───── RECORDS SHOWN ─────

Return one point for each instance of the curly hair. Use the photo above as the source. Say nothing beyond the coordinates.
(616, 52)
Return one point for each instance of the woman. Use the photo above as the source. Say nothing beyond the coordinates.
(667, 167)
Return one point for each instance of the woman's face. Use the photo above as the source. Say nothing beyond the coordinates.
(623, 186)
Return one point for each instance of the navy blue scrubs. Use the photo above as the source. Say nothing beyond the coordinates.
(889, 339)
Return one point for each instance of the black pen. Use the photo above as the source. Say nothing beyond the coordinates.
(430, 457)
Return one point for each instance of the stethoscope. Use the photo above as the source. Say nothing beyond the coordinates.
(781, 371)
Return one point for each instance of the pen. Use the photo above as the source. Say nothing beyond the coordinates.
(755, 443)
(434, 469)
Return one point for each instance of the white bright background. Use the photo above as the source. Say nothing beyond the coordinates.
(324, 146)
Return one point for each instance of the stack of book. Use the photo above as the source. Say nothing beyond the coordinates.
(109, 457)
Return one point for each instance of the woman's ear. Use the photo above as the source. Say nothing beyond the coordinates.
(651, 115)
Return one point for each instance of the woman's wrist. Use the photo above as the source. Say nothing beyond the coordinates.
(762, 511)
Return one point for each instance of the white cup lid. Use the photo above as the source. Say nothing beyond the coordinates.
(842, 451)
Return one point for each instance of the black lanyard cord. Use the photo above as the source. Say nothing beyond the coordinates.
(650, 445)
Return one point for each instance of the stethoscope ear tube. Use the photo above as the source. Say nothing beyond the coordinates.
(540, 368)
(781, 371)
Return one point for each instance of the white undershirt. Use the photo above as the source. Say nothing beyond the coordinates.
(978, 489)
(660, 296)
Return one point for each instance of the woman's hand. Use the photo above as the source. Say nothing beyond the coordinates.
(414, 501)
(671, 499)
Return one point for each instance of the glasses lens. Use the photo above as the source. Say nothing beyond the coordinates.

─────

## [PROBLEM DESCRIPTION]
Rewrite the listing above as a JSON list of strings, one string per line and no blank lines, from the line containing "Return one point for each instance of the black lanyard" through the end of the listing, both included.

## [REPLY]
[
  "Return one point for each instance of the black lanyard cord. Use the photo above as the source. Say nothing beyond the coordinates.",
  "(650, 445)",
  "Return one point for each instance of the stethoscope ear tube. Use the photo above as the source. Say nothing beyond the coordinates.",
  "(540, 368)",
  "(781, 371)",
  "Return one point for each instance of the white undershirt. Use the photo above as the source. Say nothing beyond the coordinates.",
  "(978, 489)",
  "(660, 296)",
  "Return one point for each instance of the woman's hand. Use the photo above as the source. Say nothing beyond the coordinates.",
  "(414, 501)",
  "(671, 499)",
  "Return one point for each instance of the glasses lens. Use the photo above as the source. Say nothing beyond the coordinates."
]